- Dataset:
· · · · ·

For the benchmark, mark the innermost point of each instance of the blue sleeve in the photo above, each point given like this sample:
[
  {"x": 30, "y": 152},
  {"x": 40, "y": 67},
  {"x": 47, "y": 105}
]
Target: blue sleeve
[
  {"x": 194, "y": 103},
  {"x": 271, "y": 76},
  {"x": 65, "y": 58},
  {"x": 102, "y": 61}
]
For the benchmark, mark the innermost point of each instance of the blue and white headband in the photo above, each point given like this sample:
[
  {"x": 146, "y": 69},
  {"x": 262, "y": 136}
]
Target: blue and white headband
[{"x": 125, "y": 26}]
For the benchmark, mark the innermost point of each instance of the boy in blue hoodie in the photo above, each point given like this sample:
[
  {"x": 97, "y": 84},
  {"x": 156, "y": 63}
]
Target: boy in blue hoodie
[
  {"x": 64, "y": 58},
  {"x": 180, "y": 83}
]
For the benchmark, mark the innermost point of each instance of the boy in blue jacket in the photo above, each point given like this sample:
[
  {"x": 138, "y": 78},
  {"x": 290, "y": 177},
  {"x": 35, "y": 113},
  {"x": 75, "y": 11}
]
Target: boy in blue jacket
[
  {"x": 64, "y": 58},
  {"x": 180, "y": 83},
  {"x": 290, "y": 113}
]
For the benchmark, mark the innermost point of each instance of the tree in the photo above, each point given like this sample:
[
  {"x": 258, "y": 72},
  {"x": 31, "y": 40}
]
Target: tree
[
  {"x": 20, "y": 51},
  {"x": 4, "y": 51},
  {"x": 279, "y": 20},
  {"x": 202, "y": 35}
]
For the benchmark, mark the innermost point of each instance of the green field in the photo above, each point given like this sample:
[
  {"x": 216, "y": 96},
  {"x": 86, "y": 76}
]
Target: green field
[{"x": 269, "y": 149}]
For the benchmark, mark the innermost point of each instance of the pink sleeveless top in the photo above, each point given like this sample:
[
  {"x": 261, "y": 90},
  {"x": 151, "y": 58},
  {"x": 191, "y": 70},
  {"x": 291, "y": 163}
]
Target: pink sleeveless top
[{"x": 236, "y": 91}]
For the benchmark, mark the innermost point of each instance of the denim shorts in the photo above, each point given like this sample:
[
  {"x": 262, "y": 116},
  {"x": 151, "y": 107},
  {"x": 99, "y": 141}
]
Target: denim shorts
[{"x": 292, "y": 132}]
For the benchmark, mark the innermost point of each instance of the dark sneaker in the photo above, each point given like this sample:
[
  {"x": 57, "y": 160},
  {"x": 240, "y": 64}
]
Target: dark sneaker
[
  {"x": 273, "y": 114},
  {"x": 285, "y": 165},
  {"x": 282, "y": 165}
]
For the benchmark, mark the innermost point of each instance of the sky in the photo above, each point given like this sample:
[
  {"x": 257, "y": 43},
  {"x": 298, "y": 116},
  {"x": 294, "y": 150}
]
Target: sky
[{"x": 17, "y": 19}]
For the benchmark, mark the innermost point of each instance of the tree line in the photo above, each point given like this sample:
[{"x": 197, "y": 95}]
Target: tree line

· · · · ·

- Task brief:
Go through the records above and set each one down exactly, please.

- Result of the exercise:
For the benchmark, mark the innermost point of each instance of the blue sleeve in the photo above, each point given like this sample:
[
  {"x": 30, "y": 152},
  {"x": 40, "y": 67},
  {"x": 47, "y": 105}
]
Target: blue sleeve
[
  {"x": 194, "y": 103},
  {"x": 271, "y": 76},
  {"x": 65, "y": 58},
  {"x": 102, "y": 61}
]
For the benchmark, mark the innermost point of each instance of the blue and white headband in the photo above, each point given like this sample:
[
  {"x": 146, "y": 69},
  {"x": 262, "y": 136}
]
Target: blue and white headband
[{"x": 125, "y": 26}]
For the benchmark, mark the innermost point of each instance of the boy in blue hoodie in the photo above, each point given like this sample:
[
  {"x": 97, "y": 84},
  {"x": 156, "y": 63}
]
Target: boy in blue hoodie
[
  {"x": 64, "y": 58},
  {"x": 180, "y": 83}
]
For the benchmark, mark the innermost point of each instance of the boy in blue jacket in the photo above, each point given like this sample:
[
  {"x": 138, "y": 78},
  {"x": 290, "y": 177},
  {"x": 35, "y": 113},
  {"x": 75, "y": 11}
]
Target: boy in blue jacket
[
  {"x": 64, "y": 58},
  {"x": 180, "y": 83},
  {"x": 290, "y": 113}
]
For the benchmark, mark the innermost point of each instance of the tree in the photo above, each point given like this sample:
[
  {"x": 258, "y": 72},
  {"x": 31, "y": 40}
]
Target: tree
[
  {"x": 20, "y": 51},
  {"x": 4, "y": 51},
  {"x": 279, "y": 20},
  {"x": 202, "y": 35}
]
For the benchmark, mark the innermost point of each instance of the green field in the photo above, each point given like this sample:
[
  {"x": 216, "y": 96},
  {"x": 86, "y": 76}
]
Target: green field
[{"x": 269, "y": 149}]
For the benchmark, mark the innermost point of each instance of the pink sleeveless top in the photo above, each point given like this sample:
[
  {"x": 261, "y": 90},
  {"x": 151, "y": 58},
  {"x": 191, "y": 70},
  {"x": 291, "y": 163}
]
Target: pink sleeveless top
[{"x": 236, "y": 91}]
For the benchmark, mark the innermost point of each instance of the denim shorts in the photo above, each point given like this sample:
[
  {"x": 262, "y": 116},
  {"x": 151, "y": 107},
  {"x": 99, "y": 141}
]
Target: denim shorts
[{"x": 292, "y": 132}]
For the benchmark, mark the innermost point of each instance of the dark sneaker in the photo above, each point given like this sample:
[
  {"x": 57, "y": 160},
  {"x": 240, "y": 64}
]
Target: dark sneaker
[
  {"x": 273, "y": 114},
  {"x": 285, "y": 165},
  {"x": 282, "y": 165}
]
For the benchmark, mark the innermost point of each instance of the sky in the photo above, each point given like this sample:
[
  {"x": 257, "y": 43},
  {"x": 298, "y": 116},
  {"x": 294, "y": 150}
]
Target: sky
[{"x": 17, "y": 19}]
For the benchmark, mark the innermost point of each instance of the tree line in the photo above, each point given like this sample:
[{"x": 197, "y": 95}]
Target: tree line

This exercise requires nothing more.